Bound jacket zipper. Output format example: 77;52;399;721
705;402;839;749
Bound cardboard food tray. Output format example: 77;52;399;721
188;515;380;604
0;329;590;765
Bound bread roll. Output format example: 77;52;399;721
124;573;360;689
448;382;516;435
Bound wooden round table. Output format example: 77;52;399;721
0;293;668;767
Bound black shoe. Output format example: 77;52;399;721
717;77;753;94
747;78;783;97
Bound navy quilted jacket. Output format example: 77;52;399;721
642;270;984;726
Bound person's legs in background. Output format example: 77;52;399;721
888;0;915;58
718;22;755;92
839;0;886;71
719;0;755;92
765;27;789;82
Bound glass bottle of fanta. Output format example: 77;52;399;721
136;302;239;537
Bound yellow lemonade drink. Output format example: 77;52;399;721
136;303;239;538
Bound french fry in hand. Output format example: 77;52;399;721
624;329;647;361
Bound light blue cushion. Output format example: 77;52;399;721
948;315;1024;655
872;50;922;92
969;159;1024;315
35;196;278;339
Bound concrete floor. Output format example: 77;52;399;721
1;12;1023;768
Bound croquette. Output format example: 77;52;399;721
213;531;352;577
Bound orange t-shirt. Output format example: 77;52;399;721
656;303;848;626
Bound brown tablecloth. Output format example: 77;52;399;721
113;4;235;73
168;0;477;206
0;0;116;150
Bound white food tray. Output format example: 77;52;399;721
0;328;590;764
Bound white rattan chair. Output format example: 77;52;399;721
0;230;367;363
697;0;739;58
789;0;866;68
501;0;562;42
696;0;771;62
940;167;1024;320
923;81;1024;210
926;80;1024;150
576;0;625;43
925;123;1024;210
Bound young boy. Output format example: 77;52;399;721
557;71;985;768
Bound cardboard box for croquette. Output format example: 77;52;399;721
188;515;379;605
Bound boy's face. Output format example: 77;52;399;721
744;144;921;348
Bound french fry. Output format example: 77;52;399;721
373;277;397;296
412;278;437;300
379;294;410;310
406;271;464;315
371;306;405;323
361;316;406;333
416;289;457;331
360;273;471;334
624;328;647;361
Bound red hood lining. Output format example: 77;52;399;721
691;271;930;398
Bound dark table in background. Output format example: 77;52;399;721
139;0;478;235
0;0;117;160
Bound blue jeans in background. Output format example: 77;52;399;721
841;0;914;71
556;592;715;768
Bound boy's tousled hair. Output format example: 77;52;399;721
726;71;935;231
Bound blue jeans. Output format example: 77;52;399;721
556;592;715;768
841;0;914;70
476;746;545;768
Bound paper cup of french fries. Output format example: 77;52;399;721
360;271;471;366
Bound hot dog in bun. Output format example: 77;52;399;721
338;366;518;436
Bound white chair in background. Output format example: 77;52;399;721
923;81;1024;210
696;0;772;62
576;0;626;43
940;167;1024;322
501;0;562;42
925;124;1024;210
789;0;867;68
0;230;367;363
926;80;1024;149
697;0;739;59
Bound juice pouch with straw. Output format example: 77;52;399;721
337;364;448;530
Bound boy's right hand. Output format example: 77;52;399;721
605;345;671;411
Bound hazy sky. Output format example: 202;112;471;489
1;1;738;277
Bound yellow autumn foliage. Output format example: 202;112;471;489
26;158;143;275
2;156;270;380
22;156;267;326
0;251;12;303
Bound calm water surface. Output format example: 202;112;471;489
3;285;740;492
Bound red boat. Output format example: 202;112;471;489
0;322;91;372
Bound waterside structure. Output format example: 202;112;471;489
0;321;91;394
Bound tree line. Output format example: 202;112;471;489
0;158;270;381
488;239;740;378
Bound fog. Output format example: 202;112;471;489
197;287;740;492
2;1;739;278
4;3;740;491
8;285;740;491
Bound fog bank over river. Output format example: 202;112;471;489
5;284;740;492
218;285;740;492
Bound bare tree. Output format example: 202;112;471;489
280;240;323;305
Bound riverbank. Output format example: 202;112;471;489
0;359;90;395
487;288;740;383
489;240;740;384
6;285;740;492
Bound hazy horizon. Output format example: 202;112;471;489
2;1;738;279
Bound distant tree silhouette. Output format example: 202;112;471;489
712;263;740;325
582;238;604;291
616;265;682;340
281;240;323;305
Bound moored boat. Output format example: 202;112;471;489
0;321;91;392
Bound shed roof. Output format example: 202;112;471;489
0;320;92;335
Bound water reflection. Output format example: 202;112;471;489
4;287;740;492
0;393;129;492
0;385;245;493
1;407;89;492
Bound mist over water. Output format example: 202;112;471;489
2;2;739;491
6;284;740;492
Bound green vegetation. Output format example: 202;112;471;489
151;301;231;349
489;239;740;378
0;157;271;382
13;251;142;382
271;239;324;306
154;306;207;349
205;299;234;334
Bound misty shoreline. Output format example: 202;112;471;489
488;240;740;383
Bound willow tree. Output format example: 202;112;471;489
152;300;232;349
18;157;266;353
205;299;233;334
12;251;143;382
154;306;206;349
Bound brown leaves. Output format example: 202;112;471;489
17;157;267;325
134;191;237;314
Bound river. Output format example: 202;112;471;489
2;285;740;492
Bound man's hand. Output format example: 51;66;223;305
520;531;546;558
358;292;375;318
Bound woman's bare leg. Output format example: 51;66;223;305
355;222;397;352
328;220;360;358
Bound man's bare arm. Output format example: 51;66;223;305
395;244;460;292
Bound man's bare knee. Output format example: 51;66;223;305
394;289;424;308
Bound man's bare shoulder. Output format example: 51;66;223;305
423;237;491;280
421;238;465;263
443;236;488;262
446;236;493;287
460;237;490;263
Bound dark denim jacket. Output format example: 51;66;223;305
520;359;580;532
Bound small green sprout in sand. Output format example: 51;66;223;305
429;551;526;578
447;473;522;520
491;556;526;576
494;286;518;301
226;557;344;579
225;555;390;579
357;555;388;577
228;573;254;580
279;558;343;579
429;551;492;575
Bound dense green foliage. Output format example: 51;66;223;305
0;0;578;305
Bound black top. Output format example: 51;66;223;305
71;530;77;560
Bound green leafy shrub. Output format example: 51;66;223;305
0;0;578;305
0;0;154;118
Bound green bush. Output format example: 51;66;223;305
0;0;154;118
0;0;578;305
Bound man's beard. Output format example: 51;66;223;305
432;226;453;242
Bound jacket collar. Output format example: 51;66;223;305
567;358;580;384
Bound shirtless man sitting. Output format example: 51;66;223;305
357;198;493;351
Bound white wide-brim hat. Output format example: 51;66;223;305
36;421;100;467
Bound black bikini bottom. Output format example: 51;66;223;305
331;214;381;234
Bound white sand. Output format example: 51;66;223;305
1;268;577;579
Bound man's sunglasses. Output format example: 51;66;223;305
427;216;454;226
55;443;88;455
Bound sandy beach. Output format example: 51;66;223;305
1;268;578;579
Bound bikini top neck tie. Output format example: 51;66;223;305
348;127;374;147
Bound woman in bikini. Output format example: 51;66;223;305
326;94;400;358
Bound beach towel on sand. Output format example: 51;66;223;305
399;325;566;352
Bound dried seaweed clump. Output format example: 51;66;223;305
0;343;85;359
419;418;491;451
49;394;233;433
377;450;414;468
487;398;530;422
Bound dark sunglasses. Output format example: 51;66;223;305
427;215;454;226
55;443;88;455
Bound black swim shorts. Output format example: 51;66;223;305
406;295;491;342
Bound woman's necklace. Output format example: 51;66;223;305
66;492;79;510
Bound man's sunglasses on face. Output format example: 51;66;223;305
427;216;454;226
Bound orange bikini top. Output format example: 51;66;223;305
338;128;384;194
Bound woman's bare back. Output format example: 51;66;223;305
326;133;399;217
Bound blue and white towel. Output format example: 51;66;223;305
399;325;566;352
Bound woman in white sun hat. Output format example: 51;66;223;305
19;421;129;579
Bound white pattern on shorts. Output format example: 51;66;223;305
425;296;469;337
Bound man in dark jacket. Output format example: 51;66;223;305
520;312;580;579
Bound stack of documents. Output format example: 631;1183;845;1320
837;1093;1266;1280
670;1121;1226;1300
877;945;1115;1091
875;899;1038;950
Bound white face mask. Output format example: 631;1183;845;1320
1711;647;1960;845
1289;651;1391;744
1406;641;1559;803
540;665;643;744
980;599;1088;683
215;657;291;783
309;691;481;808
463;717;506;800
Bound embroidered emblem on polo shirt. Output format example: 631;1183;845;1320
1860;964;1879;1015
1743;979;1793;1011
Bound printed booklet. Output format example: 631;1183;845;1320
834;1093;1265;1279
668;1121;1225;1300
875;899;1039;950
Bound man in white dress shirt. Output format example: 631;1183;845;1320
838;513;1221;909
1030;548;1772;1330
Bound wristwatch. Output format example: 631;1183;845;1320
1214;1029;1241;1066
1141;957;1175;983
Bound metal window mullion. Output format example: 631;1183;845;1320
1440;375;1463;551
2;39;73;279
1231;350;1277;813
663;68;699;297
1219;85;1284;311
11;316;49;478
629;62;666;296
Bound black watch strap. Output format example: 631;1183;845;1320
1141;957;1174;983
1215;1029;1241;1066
***
_TASK REQUIREMENTS_. From the line that contains "Bound orange bikini" down to the final line of the entries, print every line exactly as it is, and only those lines.

_EXPECTED ANSWER_.
Bound orange bikini top. Output format example: 51;66;223;305
338;128;384;194
Bound woman's bare back. Output format example: 51;66;223;305
326;133;399;217
Bound blue and white towel. Output format example: 51;66;223;305
399;325;566;352
Bound woman in white sun hat. Output format example: 51;66;223;305
19;421;129;579
Bound white pattern on shorts. Output format example: 51;66;223;305
425;296;469;337
Bound man in dark jacket. Output format example: 51;66;223;305
520;312;580;579
Bound stack of documents. Output format example: 631;1183;845;1320
837;1093;1266;1280
670;1121;1226;1300
877;945;1115;1091
875;899;1038;950
Bound white face mask. Output format example: 631;1183;845;1320
1711;647;1960;845
1289;651;1391;744
1406;641;1559;803
540;665;643;744
980;599;1088;683
215;657;291;783
309;691;481;808
463;717;506;800
Bound embroidered emblem on polo shirt. Output format example: 631;1183;845;1320
1860;964;1879;1015
1743;979;1793;1011
Bound printed booklet. Output format example: 631;1183;845;1320
834;1093;1265;1279
668;1121;1225;1300
875;899;1039;950
Bound man in white dress shirt. Output format example: 631;1183;845;1320
838;513;1221;909
1030;548;1772;1330
Bound wristwatch. Output format example: 631;1183;845;1320
1214;1029;1241;1066
1141;957;1175;983
Bound metal window mullion. Output format example: 631;1183;845;1320
1440;375;1463;551
2;39;73;279
1231;350;1277;813
663;68;699;297
1219;85;1284;311
11;316;49;478
629;62;666;296
Bound black watch strap. Output format example: 631;1183;845;1320
1141;957;1174;983
1215;1029;1241;1066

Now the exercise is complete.